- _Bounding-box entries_
------------

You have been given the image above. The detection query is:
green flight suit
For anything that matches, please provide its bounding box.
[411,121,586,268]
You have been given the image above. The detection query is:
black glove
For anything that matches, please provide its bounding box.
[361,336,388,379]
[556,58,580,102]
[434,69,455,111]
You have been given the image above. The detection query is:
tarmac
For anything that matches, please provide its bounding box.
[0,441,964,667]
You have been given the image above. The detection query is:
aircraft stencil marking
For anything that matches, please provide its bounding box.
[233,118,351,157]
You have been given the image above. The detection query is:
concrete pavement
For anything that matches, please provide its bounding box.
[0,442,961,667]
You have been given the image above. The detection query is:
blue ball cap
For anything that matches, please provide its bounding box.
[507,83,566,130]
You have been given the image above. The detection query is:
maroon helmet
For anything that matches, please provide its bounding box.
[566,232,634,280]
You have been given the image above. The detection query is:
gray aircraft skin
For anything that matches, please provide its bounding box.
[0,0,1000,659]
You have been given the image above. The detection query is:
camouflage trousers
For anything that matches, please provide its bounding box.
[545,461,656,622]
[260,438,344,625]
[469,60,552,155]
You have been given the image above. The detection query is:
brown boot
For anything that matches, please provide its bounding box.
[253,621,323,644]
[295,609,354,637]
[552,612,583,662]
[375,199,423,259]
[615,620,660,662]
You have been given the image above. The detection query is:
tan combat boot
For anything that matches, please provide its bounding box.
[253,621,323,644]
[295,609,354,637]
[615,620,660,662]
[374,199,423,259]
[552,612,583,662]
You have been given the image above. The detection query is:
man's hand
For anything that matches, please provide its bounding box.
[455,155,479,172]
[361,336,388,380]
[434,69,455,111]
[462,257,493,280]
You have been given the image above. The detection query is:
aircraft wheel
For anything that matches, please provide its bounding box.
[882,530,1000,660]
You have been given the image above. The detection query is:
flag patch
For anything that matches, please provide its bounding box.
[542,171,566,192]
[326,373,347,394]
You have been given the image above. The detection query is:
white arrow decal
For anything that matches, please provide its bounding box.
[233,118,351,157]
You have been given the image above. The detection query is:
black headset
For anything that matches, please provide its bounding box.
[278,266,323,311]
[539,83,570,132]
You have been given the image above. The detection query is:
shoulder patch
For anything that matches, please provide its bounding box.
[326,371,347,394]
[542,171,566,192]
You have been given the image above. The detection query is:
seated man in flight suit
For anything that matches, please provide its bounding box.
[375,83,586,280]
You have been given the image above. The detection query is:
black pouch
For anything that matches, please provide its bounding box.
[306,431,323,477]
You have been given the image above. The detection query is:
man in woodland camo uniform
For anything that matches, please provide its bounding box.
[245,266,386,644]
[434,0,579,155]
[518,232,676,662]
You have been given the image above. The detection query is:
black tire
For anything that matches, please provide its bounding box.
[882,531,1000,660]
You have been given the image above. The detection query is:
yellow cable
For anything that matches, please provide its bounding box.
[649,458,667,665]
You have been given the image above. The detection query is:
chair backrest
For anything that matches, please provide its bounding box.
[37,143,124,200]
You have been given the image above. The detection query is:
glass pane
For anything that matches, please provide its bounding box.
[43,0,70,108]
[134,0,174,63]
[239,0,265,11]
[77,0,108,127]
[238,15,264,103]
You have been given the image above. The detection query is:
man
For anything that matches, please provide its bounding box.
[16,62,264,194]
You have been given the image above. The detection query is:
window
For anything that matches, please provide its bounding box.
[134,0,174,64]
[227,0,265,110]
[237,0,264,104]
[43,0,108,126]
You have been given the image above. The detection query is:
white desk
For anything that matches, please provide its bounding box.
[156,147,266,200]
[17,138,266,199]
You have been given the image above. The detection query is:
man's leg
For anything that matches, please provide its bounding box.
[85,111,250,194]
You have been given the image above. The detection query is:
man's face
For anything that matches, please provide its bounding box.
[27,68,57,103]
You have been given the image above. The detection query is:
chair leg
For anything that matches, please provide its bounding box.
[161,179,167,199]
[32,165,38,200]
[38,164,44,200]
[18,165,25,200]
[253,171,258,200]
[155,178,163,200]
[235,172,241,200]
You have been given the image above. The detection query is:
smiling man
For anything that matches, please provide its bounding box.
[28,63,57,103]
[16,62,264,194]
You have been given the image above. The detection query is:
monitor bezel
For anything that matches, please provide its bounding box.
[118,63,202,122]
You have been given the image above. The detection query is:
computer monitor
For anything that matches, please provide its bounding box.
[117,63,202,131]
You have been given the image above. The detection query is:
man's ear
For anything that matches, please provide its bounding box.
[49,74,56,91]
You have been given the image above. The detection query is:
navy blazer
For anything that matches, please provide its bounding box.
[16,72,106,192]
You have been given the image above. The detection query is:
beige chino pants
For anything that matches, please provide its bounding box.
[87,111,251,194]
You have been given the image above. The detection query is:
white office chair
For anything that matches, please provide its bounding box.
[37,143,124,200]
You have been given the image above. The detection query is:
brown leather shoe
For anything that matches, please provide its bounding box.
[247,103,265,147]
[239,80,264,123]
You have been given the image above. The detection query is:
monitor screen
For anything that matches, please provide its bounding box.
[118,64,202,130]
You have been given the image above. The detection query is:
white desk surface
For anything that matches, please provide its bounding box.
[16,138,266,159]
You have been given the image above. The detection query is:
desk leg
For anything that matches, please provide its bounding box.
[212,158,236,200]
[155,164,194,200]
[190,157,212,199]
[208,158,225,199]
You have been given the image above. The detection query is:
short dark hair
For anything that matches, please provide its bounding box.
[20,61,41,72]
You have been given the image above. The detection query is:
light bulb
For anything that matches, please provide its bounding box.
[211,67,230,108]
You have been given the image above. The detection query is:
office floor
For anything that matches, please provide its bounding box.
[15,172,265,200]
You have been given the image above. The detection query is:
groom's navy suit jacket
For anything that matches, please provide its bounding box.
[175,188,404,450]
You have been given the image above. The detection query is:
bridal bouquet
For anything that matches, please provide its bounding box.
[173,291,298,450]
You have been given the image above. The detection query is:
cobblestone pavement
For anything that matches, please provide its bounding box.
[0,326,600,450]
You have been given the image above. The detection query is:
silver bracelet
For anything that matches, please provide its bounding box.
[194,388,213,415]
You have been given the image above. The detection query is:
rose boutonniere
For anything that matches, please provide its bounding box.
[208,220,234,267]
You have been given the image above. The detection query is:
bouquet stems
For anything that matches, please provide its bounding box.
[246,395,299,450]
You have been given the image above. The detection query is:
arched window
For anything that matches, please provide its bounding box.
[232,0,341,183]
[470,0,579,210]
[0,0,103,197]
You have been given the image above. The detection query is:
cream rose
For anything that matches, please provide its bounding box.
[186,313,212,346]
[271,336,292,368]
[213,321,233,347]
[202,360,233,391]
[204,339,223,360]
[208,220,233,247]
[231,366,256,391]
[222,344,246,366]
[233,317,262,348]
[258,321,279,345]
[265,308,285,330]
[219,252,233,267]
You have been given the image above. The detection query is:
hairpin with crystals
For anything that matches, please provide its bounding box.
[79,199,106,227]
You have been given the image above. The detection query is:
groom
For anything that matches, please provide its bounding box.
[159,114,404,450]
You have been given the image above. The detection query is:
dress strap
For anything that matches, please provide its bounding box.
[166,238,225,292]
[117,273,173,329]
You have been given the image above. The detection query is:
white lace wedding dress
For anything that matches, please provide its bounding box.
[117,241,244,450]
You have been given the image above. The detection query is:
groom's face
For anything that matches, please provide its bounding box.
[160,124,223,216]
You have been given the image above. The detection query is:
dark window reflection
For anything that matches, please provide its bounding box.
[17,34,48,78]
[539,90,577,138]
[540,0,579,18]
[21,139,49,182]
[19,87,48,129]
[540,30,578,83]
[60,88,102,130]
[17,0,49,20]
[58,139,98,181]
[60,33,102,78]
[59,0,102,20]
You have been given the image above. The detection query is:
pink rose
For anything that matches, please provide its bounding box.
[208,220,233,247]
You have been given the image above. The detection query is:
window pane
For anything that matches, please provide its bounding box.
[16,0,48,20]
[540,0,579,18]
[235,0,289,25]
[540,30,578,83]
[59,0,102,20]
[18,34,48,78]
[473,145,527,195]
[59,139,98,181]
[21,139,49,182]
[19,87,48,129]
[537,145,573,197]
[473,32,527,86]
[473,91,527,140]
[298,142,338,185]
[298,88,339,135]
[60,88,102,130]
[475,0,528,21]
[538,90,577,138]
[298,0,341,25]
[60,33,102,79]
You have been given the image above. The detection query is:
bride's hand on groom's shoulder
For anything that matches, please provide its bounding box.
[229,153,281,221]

------------

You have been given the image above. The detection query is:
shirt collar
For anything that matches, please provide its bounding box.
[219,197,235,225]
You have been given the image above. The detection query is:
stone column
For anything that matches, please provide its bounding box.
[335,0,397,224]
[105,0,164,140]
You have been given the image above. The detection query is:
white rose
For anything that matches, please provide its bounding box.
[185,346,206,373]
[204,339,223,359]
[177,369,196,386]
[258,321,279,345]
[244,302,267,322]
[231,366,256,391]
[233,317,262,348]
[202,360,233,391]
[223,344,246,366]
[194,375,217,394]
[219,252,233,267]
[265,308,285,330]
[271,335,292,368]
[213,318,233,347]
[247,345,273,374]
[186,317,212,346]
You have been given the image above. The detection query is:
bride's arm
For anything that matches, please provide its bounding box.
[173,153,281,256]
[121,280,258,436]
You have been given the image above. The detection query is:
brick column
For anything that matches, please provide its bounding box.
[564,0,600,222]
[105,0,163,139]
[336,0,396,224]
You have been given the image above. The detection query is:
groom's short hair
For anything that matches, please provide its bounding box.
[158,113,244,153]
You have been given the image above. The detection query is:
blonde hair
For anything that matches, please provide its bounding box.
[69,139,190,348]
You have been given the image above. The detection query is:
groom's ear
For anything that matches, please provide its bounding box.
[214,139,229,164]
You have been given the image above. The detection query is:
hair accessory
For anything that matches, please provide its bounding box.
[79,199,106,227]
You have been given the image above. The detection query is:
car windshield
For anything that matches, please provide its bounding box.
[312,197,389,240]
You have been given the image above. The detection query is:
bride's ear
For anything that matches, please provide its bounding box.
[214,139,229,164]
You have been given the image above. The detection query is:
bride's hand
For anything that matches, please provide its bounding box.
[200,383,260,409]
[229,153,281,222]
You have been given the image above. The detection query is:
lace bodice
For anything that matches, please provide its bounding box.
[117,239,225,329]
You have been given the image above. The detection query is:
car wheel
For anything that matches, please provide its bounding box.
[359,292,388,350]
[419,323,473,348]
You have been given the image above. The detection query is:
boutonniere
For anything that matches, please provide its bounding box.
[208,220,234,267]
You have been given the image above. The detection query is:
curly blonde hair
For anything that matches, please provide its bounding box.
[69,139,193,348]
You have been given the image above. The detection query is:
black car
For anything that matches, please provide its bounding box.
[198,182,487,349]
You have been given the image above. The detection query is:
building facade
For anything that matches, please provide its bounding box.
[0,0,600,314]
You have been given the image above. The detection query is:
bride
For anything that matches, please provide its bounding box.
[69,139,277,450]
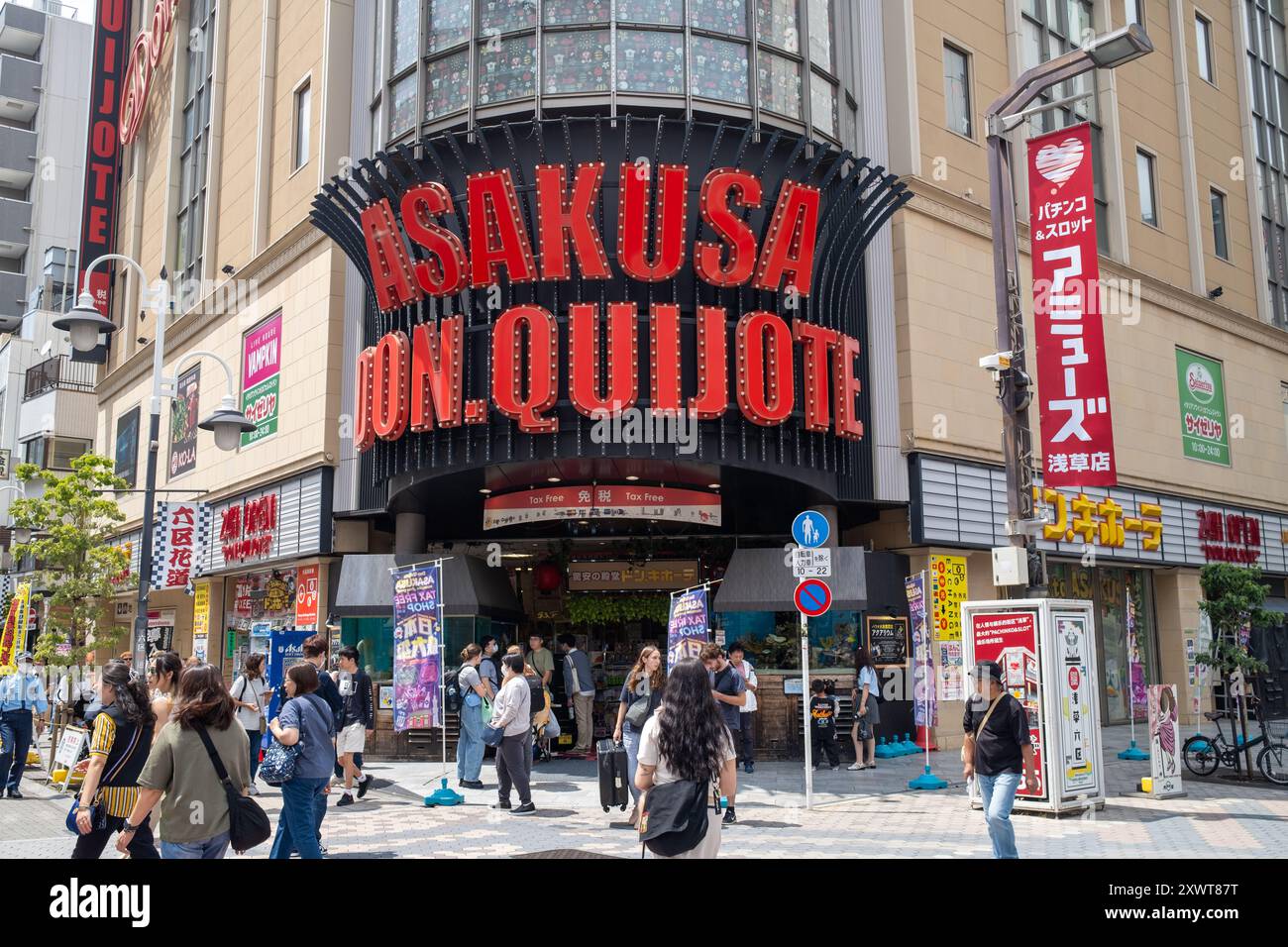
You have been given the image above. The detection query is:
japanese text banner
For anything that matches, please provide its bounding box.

------------

- _What the task asks_
List every line of the entries above that contains the string "window", copying each such line in full, and treat uppercase and lowercase letters as different.

- _Solution to this exercise_
window
arched window
dark window reflection
window pane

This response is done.